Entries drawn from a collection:
◇ ◇ ◇ ◇ ◇
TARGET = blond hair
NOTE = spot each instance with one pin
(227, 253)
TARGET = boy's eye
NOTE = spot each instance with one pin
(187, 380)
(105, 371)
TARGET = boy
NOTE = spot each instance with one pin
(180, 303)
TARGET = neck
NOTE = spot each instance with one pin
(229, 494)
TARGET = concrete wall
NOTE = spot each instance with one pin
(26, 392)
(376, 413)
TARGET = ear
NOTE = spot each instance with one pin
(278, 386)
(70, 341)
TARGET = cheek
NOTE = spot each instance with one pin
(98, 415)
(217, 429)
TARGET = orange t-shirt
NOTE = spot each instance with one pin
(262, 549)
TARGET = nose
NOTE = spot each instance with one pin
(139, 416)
◇ ◇ ◇ ◇ ◇
TASK OBJECTIVE → Write out all of the rows above again in full, requests included. Shift every point coordinate in the answers by adding 136 to each number.

FULL SOLUTION →
TARGET = blond hair
NOTE = spot each instance with one pin
(363, 389)
TARGET = boy's eye
NOTE = spot each instance with one pin
(323, 516)
(241, 507)
TARGET = boy
NOTE = spot each instance with one pin
(316, 439)
TARGET = neck
NOTE = spot each instance with one pin
(365, 630)
TARGET = concrete wall
NOTE = spot each instance with one pin
(162, 528)
(512, 549)
TARGET = ear
NOTE = spot each instance with one pin
(414, 522)
(206, 477)
TARGET = cheek
NOTE = spot each instance with one pin
(234, 551)
(353, 565)
TARGET = orange t-shirt
NOTE = spot each instance with one pin
(398, 685)
TARGET = nose
NOTE = spot each instance with one pin
(275, 552)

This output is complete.